Short problem -
Rewrite the stretch of entries from the start through the line containing "xmin=251 ymin=208 xmax=402 ymax=306", replacing "pair of gold rings" with "matching gold rings" and leaving everything else unchanged. Omit the pictures.

Raw records -

%%

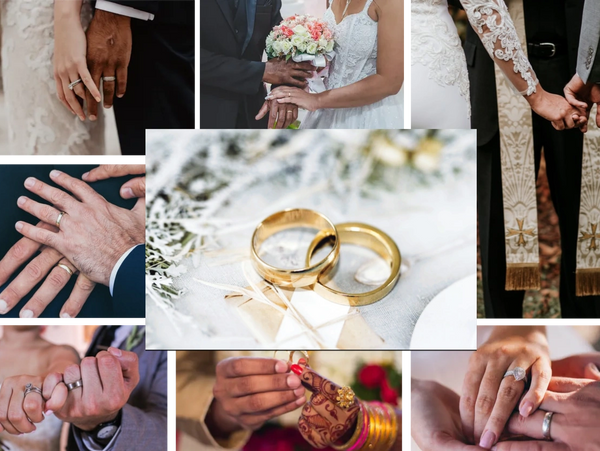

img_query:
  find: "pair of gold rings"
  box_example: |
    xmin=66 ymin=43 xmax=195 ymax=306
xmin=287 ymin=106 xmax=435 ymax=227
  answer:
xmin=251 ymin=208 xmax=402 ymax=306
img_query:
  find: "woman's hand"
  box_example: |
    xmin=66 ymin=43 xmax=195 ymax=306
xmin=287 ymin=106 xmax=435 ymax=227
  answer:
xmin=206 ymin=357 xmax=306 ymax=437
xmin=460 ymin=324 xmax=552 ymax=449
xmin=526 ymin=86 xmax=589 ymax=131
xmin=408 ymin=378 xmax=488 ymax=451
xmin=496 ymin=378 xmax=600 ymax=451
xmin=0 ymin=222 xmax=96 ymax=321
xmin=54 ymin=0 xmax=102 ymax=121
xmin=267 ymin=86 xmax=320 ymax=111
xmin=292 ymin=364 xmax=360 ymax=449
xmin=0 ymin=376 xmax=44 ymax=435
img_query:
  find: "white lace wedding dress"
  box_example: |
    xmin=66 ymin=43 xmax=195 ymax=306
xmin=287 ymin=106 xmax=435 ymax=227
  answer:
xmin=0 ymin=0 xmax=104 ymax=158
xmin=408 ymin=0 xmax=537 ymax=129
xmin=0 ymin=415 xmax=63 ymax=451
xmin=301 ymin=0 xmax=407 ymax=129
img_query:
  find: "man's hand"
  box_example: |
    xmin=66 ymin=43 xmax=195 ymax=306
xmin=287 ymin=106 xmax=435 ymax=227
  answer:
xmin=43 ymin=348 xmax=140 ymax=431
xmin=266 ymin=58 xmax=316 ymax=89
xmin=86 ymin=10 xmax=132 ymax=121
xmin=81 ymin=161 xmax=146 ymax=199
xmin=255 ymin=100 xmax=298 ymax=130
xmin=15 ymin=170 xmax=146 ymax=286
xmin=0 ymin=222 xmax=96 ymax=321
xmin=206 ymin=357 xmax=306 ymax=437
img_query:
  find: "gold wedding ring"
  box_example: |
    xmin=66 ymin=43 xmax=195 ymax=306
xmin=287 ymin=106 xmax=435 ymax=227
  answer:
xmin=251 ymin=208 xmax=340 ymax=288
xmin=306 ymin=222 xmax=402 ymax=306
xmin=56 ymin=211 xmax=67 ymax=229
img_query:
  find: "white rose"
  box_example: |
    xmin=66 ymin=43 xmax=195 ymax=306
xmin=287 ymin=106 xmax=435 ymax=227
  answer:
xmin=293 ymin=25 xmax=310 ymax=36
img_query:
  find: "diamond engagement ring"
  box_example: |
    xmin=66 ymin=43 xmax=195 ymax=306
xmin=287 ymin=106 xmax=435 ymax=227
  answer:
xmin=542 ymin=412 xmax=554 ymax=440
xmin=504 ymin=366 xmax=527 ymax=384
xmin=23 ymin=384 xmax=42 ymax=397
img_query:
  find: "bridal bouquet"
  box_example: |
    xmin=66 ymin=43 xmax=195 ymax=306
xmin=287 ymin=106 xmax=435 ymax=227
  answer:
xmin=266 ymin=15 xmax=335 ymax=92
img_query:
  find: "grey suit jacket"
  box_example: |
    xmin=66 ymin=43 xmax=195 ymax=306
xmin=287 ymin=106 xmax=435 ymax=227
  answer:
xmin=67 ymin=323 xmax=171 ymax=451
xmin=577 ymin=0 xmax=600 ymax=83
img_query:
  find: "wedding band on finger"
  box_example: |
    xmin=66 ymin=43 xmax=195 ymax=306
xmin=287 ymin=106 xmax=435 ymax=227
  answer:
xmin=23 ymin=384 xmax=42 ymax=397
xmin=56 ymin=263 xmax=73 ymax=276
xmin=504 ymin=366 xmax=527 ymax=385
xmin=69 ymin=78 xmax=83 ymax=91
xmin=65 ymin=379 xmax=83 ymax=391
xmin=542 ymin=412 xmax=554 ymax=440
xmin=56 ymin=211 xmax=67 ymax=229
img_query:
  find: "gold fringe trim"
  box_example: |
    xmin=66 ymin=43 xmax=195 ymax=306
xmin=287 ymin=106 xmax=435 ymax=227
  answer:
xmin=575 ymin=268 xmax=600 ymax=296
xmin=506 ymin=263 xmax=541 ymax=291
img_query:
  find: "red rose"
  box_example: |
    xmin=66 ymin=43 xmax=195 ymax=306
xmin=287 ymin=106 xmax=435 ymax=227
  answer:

%%

Response below -
img_query:
  find: "matching gold rings"
  box_example: |
    xmin=66 ymin=43 xmax=195 ymax=306
xmin=287 ymin=106 xmax=435 ymax=227
  answer:
xmin=251 ymin=208 xmax=402 ymax=306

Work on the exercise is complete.